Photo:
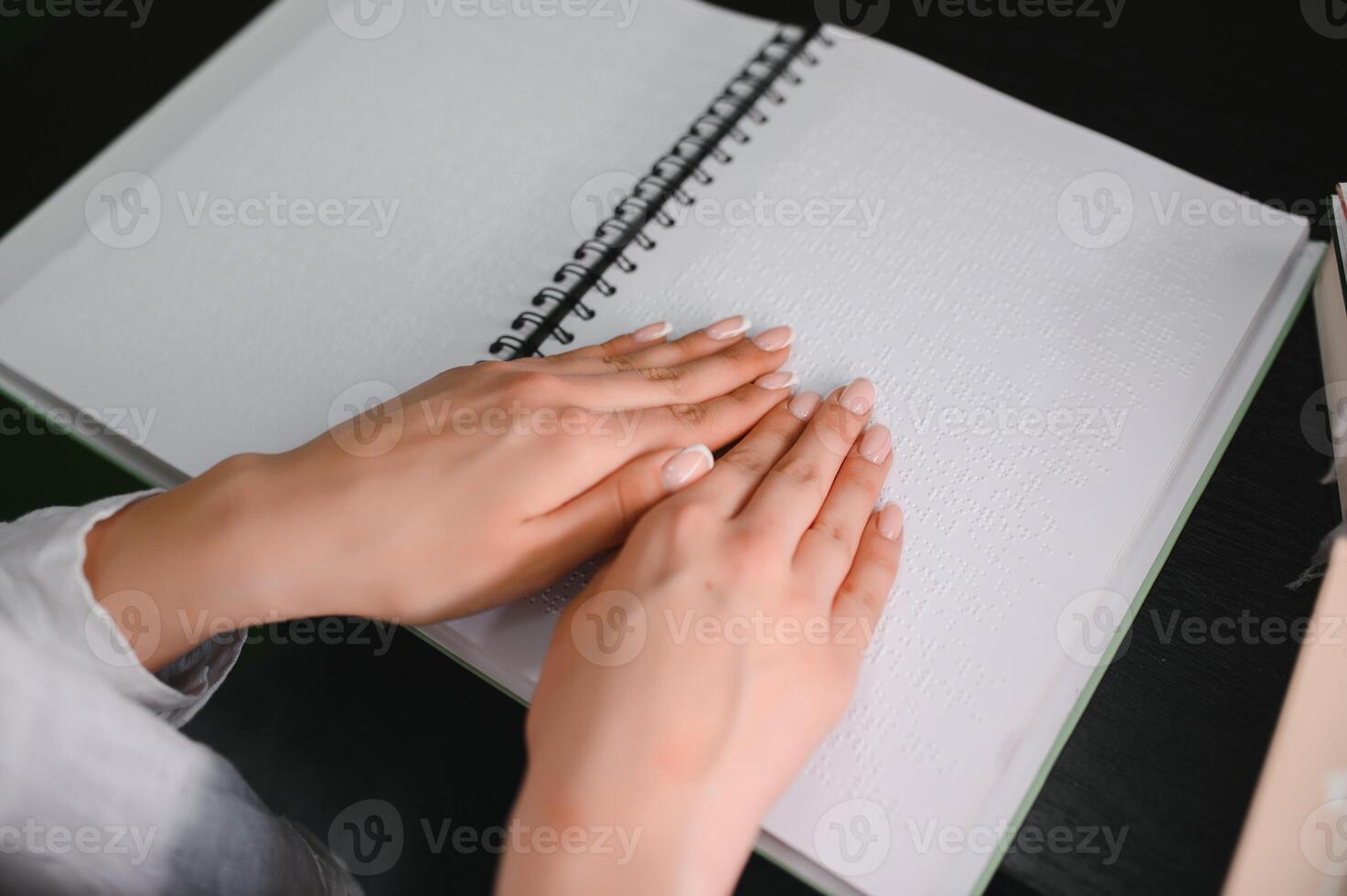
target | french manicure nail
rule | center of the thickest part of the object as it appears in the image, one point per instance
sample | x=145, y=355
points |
x=876, y=443
x=652, y=332
x=859, y=398
x=779, y=380
x=687, y=465
x=891, y=522
x=729, y=327
x=805, y=404
x=775, y=340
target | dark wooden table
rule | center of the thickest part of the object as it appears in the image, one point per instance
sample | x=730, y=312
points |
x=1171, y=745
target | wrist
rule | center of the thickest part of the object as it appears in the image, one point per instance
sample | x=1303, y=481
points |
x=678, y=836
x=194, y=562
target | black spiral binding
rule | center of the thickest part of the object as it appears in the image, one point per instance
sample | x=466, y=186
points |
x=667, y=181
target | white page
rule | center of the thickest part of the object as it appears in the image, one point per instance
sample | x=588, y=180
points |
x=970, y=295
x=481, y=128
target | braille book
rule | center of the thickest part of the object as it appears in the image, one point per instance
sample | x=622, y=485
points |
x=1063, y=330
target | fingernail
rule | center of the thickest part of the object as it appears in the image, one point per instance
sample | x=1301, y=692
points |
x=779, y=380
x=859, y=398
x=891, y=522
x=687, y=465
x=876, y=443
x=805, y=404
x=729, y=327
x=652, y=332
x=775, y=340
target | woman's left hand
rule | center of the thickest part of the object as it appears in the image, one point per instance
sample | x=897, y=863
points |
x=475, y=488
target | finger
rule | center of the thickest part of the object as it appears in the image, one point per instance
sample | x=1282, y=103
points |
x=717, y=337
x=594, y=356
x=604, y=515
x=871, y=578
x=709, y=341
x=700, y=380
x=829, y=546
x=717, y=422
x=794, y=491
x=741, y=471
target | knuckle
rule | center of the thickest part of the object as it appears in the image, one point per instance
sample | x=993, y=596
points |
x=835, y=421
x=686, y=517
x=834, y=531
x=690, y=415
x=749, y=461
x=669, y=378
x=618, y=363
x=748, y=548
x=531, y=386
x=802, y=474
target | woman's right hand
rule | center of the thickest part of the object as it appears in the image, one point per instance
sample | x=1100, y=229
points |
x=692, y=679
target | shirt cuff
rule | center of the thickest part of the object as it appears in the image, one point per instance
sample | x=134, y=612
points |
x=48, y=600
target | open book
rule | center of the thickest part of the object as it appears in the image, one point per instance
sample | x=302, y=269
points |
x=1063, y=332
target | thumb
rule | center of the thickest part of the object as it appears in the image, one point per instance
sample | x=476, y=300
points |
x=603, y=517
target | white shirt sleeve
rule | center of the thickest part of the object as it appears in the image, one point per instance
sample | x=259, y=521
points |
x=99, y=793
x=48, y=603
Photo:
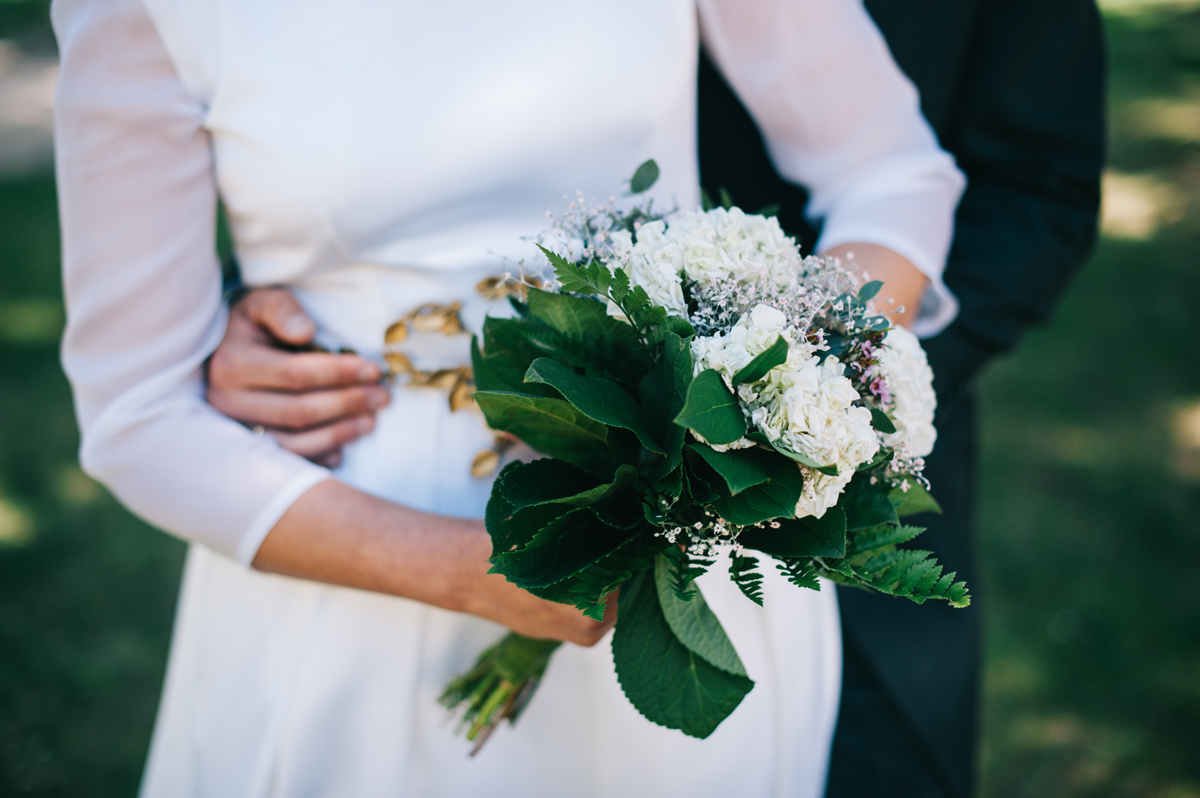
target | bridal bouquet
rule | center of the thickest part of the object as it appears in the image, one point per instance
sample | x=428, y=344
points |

> TASK TO CARRY OUT
Take everything from the line containing "target | fingernail" down to the line containing "x=802, y=474" and write it out again, substituting "widest" for "thickest" and leaving the rest as it is.

> RESULT
target | fingernail
rule | center of the widest part of the object as it appears in the image, one point per instance
sample | x=1301, y=692
points |
x=779, y=380
x=859, y=398
x=891, y=522
x=687, y=465
x=876, y=443
x=805, y=404
x=729, y=327
x=652, y=332
x=775, y=340
target | woman's left hand
rule | center of the widest part of the object as it appears in the image, one point per instance
sample | x=897, y=863
points |
x=475, y=488
target | finger
rule | center of the widest part of the object as it appears in the image, one point per instance
sample | x=1282, y=103
points |
x=717, y=337
x=594, y=356
x=604, y=515
x=871, y=578
x=709, y=341
x=700, y=380
x=829, y=546
x=717, y=422
x=794, y=491
x=741, y=471
target | knuckle
rule | center of the widest part of the object as it appears in the image, one point per instance
sample | x=993, y=596
points |
x=835, y=421
x=686, y=517
x=834, y=531
x=690, y=415
x=749, y=461
x=669, y=378
x=618, y=363
x=748, y=548
x=531, y=386
x=802, y=474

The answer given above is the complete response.